EXCERPTED PASSAGE
The University of the State of New York Seal
The State Education Department
State Review Officer

No. 06-100

 

 

 

Application of a CHILD WITH A DISABILITY, by her parents, for review of a determination of a hearing officer relating to the provision of educational services by the Board of Education of the East Ramapo Central School District

 

 

Appearances:

Aaron M. Schreiber, Esq., attorney for petitioners

 

Greenberg, Wanderman & Fromson, attorney for respondent, Carl L. Wanderman, Esq., of counsel

 

DECISION

            Petitioners appeal from the decision of an impartial hearing officer which dismissed their due process complaint notice, which was seeking reimbursement for their daughter's tuition costs at the Yeshiva of North Jersey (YNJ) for the 2005-06 school year, based upon the doctrine of res judicata.  The appeal must be dismissed. 

 

            Petitioners' daughter is 13 years old (Pet. 1).  She attended YNJ for her 2004-05 (sixth grade) and 2005-06 school years.  YNJ has not been approved by the Commissioner of Education as a school with which school districts may contract to instruct students with disabilities (see 8 NYCRR 200.7, 200.1[d]).  The student was the subject of a prior appeal, Application of a Child with a Disability, Appeal No. 06-013.  The student's educational background is described in the decision in that appeal, and will not be repeated in detail in this decision.  It appears that the student was classified as a preschool student with a disability in 1997, later declassified, and then in 2004 classified as a student with a learning disability (Application of a Child with a Disability, Appeal No. 06-013).  Respondent disputes the student's present eligibility for special education, however the present appeal involves only the 2005-06 school year and the student's present eligibility for special education is not at issue.

WRITTEN REQUEST 1
Retype every line of the extracted data entries, without changing anything.
The text above and the entries that follow were drawn from separate sources.

Extracted data entries
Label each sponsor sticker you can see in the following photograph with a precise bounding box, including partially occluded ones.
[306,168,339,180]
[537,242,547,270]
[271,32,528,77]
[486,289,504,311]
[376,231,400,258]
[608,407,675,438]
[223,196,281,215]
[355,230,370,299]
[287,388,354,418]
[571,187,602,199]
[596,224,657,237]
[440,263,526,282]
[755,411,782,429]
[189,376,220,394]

WRITTEN REQUEST 2
Answer these questions from the review decision:
(a) Who is the attorney for the petitioners?
(b) Which school did the student attend for the 2005-06 school year?
(c) What was the number of the prior appeal involving the student?

FINISHED ANSWER 1
Label each sponsor sticker you can see in the following photograph with a precise bounding box, including partially occluded ones.
[306,168,339,180]
[537,242,547,270]
[271,32,528,77]
[486,289,504,311]
[376,231,400,258]
[608,407,675,438]
[223,196,281,215]
[355,230,370,299]
[287,388,354,418]
[571,187,602,199]
[596,224,657,237]
[440,263,526,282]
[755,411,782,429]
[189,376,220,394]

FINISHED ANSWER 2
(a) Aaron M. Schreiber, Esq.
(b) The Yeshiva of North Jersey (YNJ)
(c) Appeal No. 06-013